- Task objective: Edit the data from the line containing "Find black zip" down through the line containing "xmin=872 ymin=536 xmax=914 ymax=617" so that "podium" reads "lectern" and nothing else changes. Return only those lines.

··· Source records

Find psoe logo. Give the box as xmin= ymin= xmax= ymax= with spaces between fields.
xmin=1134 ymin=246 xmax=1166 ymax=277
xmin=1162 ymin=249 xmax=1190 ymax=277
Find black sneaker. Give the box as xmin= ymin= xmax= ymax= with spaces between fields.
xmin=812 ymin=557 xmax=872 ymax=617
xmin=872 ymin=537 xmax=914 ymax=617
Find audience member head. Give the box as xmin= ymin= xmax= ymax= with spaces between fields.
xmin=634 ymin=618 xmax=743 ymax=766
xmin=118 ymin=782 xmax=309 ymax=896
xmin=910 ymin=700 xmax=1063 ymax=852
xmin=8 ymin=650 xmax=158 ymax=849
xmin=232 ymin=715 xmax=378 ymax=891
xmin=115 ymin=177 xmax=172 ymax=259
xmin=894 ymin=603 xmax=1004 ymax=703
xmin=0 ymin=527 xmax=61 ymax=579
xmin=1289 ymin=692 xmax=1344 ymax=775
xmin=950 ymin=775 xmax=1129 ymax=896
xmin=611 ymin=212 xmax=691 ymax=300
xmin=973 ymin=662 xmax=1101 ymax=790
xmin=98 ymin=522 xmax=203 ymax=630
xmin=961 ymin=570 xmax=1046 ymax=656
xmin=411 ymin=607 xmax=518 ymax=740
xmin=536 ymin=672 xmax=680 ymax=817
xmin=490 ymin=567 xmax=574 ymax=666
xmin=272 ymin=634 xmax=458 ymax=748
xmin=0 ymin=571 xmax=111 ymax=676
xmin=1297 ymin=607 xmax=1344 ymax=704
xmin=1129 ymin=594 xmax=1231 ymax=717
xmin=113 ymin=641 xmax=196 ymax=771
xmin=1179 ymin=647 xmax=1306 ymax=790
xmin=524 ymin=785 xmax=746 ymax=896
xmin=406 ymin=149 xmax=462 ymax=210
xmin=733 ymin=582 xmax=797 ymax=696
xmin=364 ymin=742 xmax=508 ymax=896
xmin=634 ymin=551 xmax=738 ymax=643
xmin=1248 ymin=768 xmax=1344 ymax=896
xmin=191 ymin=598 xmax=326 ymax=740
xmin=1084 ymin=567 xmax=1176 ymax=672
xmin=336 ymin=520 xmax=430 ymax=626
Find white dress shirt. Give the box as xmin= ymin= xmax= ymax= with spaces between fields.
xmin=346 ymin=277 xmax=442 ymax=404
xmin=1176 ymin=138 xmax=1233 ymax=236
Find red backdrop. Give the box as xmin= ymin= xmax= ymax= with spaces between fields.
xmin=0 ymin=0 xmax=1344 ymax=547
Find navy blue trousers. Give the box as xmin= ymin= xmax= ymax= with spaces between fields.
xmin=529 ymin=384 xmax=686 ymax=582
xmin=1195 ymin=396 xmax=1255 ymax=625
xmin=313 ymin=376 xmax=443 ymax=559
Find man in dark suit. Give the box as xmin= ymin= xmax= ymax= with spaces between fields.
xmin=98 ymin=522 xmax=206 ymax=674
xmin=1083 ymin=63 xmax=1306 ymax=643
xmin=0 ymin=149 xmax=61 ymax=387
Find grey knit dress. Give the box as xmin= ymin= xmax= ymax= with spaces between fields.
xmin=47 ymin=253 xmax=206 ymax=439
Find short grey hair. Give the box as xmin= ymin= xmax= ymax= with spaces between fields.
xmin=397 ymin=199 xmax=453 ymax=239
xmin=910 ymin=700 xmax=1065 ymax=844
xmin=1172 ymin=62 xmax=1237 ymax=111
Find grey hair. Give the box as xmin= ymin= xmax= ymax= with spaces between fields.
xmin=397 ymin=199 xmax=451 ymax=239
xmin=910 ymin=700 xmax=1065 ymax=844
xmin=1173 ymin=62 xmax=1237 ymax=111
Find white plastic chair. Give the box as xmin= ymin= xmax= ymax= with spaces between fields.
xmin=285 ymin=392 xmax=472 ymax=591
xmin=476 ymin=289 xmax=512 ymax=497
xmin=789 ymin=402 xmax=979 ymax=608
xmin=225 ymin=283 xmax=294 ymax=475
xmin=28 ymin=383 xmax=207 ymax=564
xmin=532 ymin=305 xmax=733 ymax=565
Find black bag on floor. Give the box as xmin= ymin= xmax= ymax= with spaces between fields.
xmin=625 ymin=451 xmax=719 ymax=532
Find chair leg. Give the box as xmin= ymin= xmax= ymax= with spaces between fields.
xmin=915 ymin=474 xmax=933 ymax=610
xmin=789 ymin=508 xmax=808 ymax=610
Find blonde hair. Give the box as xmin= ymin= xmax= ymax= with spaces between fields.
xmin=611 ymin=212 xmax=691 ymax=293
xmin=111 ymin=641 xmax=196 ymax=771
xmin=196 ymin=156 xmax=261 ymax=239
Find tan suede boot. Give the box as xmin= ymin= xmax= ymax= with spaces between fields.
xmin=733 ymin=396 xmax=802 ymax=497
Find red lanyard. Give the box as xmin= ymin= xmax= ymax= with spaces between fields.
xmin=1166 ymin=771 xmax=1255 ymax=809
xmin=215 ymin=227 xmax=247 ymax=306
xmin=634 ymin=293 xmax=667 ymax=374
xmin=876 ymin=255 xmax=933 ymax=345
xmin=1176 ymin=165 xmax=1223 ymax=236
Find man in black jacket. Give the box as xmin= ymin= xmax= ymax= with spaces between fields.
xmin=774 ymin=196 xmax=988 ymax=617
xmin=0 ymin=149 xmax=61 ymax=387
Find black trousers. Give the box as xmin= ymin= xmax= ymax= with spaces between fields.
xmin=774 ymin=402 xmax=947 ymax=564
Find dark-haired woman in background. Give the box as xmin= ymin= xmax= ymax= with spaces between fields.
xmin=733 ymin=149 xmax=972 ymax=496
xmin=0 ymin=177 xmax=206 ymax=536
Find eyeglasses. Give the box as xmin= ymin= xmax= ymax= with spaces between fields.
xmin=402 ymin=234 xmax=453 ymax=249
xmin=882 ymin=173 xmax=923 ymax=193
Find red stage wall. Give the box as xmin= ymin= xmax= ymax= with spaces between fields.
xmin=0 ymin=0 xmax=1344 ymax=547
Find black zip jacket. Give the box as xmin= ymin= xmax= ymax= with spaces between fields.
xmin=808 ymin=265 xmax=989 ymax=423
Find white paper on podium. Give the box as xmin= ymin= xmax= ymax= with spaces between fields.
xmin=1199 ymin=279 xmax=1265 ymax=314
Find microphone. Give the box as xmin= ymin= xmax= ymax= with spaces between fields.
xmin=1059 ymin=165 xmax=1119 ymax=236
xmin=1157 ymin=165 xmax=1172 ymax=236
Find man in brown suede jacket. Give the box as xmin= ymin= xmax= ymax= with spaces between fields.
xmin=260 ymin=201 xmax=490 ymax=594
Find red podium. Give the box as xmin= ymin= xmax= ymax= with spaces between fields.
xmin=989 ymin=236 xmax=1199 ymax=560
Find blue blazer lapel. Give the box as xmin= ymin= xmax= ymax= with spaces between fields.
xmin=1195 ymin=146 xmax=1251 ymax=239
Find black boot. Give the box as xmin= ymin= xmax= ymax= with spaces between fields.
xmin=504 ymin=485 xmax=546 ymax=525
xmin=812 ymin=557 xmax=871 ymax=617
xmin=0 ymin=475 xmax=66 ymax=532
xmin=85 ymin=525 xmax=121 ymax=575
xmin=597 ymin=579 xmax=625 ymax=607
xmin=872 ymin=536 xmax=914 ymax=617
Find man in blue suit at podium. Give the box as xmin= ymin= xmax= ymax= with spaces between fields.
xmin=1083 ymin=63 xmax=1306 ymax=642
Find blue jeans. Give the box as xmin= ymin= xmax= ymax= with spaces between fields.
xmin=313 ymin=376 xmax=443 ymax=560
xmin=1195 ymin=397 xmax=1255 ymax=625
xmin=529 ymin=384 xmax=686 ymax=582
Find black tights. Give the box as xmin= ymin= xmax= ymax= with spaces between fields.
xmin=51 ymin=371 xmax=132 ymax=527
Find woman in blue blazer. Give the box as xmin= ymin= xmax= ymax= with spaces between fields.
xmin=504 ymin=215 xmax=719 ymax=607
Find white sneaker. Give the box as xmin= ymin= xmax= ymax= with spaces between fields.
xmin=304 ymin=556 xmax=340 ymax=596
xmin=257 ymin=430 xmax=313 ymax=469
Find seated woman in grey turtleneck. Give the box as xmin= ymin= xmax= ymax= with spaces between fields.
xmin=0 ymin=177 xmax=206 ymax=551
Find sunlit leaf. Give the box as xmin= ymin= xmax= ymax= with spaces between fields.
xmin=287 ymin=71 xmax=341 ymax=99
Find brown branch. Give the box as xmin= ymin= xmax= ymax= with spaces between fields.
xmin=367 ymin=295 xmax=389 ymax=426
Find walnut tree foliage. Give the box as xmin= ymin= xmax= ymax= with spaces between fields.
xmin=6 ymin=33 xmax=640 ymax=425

······

- Exercise solution:
Find black zip jacket. Give the box as xmin= ymin= xmax= ymax= with spaces between fields.
xmin=808 ymin=265 xmax=989 ymax=423
Find white paper on lectern. Give the box as xmin= ymin= xmax= ymax= with spaces between fields.
xmin=1199 ymin=279 xmax=1265 ymax=314
Find microphone. Give the box as xmin= ymin= xmax= ymax= with spaces between fields.
xmin=1059 ymin=165 xmax=1119 ymax=236
xmin=1157 ymin=165 xmax=1172 ymax=236
Find man in brown suede jacket. Give the box as xmin= ymin= xmax= ymax= with spaces between fields.
xmin=260 ymin=201 xmax=490 ymax=594
Find red lectern. Give the box as xmin= ymin= xmax= ymax= with spaces between fields.
xmin=989 ymin=236 xmax=1199 ymax=560
Find blue blazer lapel. Give the box as xmin= ymin= xmax= ymax= with spaces between fields.
xmin=1195 ymin=146 xmax=1251 ymax=239
Find black boot. Give the box as xmin= ymin= xmax= ymax= with spaces between fields.
xmin=504 ymin=485 xmax=546 ymax=525
xmin=812 ymin=557 xmax=871 ymax=617
xmin=0 ymin=475 xmax=66 ymax=532
xmin=85 ymin=525 xmax=121 ymax=575
xmin=597 ymin=579 xmax=625 ymax=607
xmin=872 ymin=536 xmax=914 ymax=617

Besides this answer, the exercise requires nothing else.